[Data entries]
start

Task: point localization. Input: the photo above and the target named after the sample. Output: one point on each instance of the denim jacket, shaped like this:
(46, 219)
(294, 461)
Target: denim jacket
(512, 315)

end

Written request:
Set down every line of the material above again, word for word and in the same order.

Response to the exercise:
Task: point localization. Input: the photo above and the target named after the sample. Output: one point on each instance of the denim jacket, shaped like this:
(46, 219)
(294, 461)
Target: denim jacket
(512, 315)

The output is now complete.